• What to work on
Images are not part of the copy; write out the rest of the data exactly as given.

Saved data entries
===============
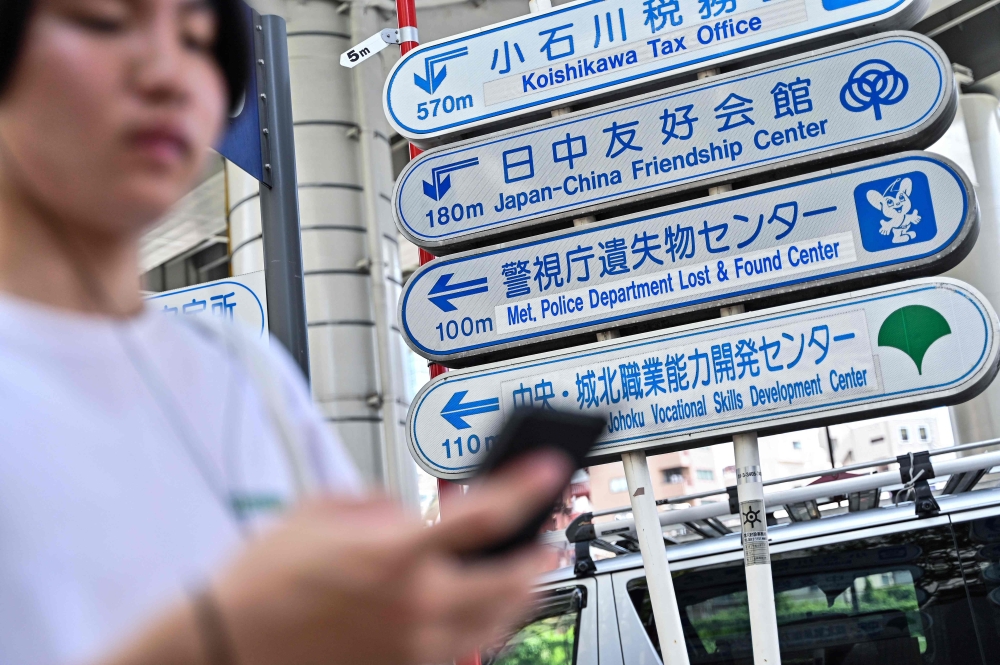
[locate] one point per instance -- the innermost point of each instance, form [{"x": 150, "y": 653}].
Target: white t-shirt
[{"x": 114, "y": 501}]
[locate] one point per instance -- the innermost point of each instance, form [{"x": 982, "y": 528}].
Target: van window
[
  {"x": 896, "y": 599},
  {"x": 550, "y": 637},
  {"x": 979, "y": 548}
]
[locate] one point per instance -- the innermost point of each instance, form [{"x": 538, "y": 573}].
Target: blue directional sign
[
  {"x": 886, "y": 350},
  {"x": 591, "y": 48},
  {"x": 868, "y": 97},
  {"x": 868, "y": 223},
  {"x": 241, "y": 299}
]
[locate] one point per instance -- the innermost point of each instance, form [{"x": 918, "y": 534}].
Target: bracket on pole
[
  {"x": 580, "y": 532},
  {"x": 915, "y": 470}
]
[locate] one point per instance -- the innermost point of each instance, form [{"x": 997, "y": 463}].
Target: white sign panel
[
  {"x": 591, "y": 48},
  {"x": 891, "y": 349},
  {"x": 240, "y": 299},
  {"x": 858, "y": 225},
  {"x": 871, "y": 96}
]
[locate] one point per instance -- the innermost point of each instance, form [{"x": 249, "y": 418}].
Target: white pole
[
  {"x": 753, "y": 526},
  {"x": 649, "y": 533},
  {"x": 756, "y": 552},
  {"x": 666, "y": 614}
]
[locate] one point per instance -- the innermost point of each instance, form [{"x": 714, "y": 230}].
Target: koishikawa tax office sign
[
  {"x": 871, "y": 96},
  {"x": 897, "y": 348},
  {"x": 863, "y": 224},
  {"x": 594, "y": 47},
  {"x": 240, "y": 299}
]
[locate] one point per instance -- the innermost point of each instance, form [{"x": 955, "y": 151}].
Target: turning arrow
[
  {"x": 443, "y": 291},
  {"x": 432, "y": 79},
  {"x": 455, "y": 411}
]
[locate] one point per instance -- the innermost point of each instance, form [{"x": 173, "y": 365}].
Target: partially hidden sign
[
  {"x": 592, "y": 48},
  {"x": 860, "y": 225},
  {"x": 879, "y": 351},
  {"x": 242, "y": 299},
  {"x": 869, "y": 97}
]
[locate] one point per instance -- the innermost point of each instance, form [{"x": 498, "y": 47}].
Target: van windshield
[
  {"x": 895, "y": 599},
  {"x": 549, "y": 638}
]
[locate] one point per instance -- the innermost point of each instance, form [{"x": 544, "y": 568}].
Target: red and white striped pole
[{"x": 406, "y": 15}]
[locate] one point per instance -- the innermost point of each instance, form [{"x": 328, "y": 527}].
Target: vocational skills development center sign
===============
• Output for this task
[locate] one point per instance -- the innermost point of each instance, form [{"x": 150, "y": 653}].
Target: white t-shirt
[{"x": 114, "y": 501}]
[locate] one point per instance -- the innermost point of each instance, form [{"x": 982, "y": 528}].
Target: van window
[
  {"x": 896, "y": 599},
  {"x": 550, "y": 637},
  {"x": 979, "y": 548}
]
[locate] one point per instance -- the innermost point of each instance, form [{"x": 538, "y": 573}].
Target: blue directional sign
[
  {"x": 886, "y": 350},
  {"x": 591, "y": 48},
  {"x": 868, "y": 97},
  {"x": 868, "y": 223},
  {"x": 241, "y": 299}
]
[locate] one point per instance -- the innermost point of each instance, form [{"x": 918, "y": 534}].
Target: bracket on pole
[
  {"x": 580, "y": 532},
  {"x": 915, "y": 470}
]
[locate] one point per instance -- the innermost point of each instance, form [{"x": 997, "y": 463}].
Target: white sign panel
[
  {"x": 591, "y": 48},
  {"x": 891, "y": 349},
  {"x": 240, "y": 299},
  {"x": 858, "y": 225},
  {"x": 871, "y": 96}
]
[locate] one point per instance -- the innermost point of each instance, form [{"x": 249, "y": 418}].
Target: white pole
[
  {"x": 753, "y": 526},
  {"x": 649, "y": 533},
  {"x": 756, "y": 552},
  {"x": 666, "y": 614}
]
[locate] one point per instance -- the innermost point of each instance, form [{"x": 714, "y": 230}].
Target: koishikawa tax office sign
[
  {"x": 871, "y": 96},
  {"x": 897, "y": 348},
  {"x": 863, "y": 224},
  {"x": 594, "y": 47},
  {"x": 240, "y": 299}
]
[locate] one point per instance -- the innermost point of each instance, form [{"x": 955, "y": 151}].
Target: turning arrow
[
  {"x": 443, "y": 291},
  {"x": 432, "y": 79},
  {"x": 455, "y": 411}
]
[locate] one point per instance -- the innermost point of each instance, form [{"x": 173, "y": 365}].
Target: partially hidden sign
[
  {"x": 592, "y": 48},
  {"x": 860, "y": 225},
  {"x": 879, "y": 351},
  {"x": 242, "y": 299},
  {"x": 869, "y": 97}
]
[locate] one point per instance -- the innermost point of each instance, form [{"x": 498, "y": 47}].
Target: van windshield
[
  {"x": 895, "y": 599},
  {"x": 549, "y": 638}
]
[locate] one point per instance -- the innermost point of each instance, form [{"x": 544, "y": 568}].
Target: red and white striped pole
[{"x": 406, "y": 15}]
[locate] one point per instance -- the innermost point of each instance, form [{"x": 328, "y": 527}].
Target: vocational skills development center sign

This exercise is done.